Texte fourni |
16      Les exonérations visées audit article constituent, selon la jurisprudence constante de la Cour, des notions autonomes du droit communautaire ayant pour objet d’éviter des divergences dans l’application du régime de la TVA d’un État membre à l’autre (voir, notamment, arrêts du 18 novembre 2004, Temco Europe, C-284/03, Rec. p. I-11237, point 16; du 26 mai 2005, Kingscrest Associates et Montecello, C-498/03, Rec. p. I-4427, point 22, ainsi que du 14 juin 2007, Horizon College, C-434/05, Rec. p. I-4793, point 15).

17      Les termes employés pour désigner les exonérations visées à l’article 13 de la sixième directive sont d’interprétation stricte, étant donné qu’elles constituent des dérogations au principe général selon lequel la TVA est perçue sur chaque prestation effectuée à titre onéreux. Toutefois, cette règle d’interprétation stricte ne signifie pas que les termes utilisés pour définir les exonérations visées audit article 13 doivent être interprétés d’une manière qui priverait celles-ci de leurs effets (arrêts précités Temco Europe, point 17, et Horizon College, point 16). Ceux-ci doivent être interprétés à la lumière du contexte dans lequel ils s’inscrivent, des finalités et de l’économie de la sixième directive, en tenant particulièrement compte de la ratio legis de l’exonération en question (voir, en ce sens, arrêts Temco Europe, précité, point 18, et du 3 mars 2005, Fonden Marselisborg Lystbådehavn, C-428/02, Rec. p. I-1527, point 28).

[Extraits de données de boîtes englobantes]
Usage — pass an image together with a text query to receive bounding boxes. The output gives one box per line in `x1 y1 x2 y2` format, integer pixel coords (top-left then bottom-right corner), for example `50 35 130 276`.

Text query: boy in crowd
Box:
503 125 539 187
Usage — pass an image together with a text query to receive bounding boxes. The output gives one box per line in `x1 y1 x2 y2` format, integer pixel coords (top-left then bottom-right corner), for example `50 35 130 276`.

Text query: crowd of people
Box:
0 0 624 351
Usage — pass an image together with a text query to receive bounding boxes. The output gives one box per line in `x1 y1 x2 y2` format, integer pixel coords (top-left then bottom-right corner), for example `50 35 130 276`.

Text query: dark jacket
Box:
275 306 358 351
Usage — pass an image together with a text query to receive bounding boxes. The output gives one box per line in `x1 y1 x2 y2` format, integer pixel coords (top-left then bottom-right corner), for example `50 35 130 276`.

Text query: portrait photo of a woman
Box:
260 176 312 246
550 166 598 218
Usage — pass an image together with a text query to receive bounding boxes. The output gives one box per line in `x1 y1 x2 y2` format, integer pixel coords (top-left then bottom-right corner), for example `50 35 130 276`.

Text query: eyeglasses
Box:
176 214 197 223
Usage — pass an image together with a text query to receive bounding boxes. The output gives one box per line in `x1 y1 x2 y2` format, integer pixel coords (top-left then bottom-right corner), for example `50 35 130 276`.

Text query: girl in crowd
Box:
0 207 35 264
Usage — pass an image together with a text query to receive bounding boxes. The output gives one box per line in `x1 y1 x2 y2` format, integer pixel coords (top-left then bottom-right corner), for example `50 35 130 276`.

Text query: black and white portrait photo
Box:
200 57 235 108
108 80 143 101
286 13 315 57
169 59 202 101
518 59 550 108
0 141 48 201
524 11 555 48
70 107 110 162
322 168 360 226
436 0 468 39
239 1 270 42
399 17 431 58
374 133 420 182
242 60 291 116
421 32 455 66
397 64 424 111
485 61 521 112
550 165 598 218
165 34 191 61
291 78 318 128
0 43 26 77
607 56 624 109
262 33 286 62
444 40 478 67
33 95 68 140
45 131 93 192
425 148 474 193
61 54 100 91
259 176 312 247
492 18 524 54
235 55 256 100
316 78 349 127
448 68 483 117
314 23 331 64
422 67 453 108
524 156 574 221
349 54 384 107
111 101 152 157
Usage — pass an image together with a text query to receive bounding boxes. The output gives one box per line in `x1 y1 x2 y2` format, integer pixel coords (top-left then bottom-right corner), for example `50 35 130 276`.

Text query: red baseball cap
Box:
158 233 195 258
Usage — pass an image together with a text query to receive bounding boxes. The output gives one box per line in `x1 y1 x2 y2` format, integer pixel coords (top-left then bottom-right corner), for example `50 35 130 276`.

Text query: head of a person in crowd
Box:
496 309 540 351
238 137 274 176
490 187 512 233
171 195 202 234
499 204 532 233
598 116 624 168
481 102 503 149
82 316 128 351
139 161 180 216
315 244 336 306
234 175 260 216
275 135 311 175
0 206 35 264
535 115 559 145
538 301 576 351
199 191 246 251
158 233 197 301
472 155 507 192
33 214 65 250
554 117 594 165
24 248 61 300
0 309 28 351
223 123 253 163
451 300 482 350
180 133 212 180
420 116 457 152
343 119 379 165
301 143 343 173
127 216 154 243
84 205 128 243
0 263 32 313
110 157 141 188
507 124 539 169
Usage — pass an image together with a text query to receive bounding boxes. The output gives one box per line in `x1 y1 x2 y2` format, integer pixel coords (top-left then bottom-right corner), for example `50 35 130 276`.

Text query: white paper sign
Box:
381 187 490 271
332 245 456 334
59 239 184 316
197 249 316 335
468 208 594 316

Consignes écrites |
(a) D'après le texte fourni, pourquoi les termes désignant les exonérations de l'article 13 de la sixième directive sont-ils d'interprétation stricte ?
(b) Veuillez extraire sans aucune modification les lignes des enregistrements qui vont du début jusqu'à la ligne contenant "503 125 539 187", celle-ci comprise.
Le texte fourni et les enregistrements sont des documents indépendants l'un de l'autre.

Corrigés des exercices |
(a) Parce que ces exonérations constituent des dérogations au principe général selon lequel la TVA est perçue sur chaque prestation effectuée à titre onéreux.

(b)
Usage — pass an image together with a text query to receive bounding boxes. The output gives one box per line in `x1 y1 x2 y2` format, integer pixel coords (top-left then bottom-right corner), for example `50 35 130 276`.

Text query: boy in crowd
Box:
503 125 539 187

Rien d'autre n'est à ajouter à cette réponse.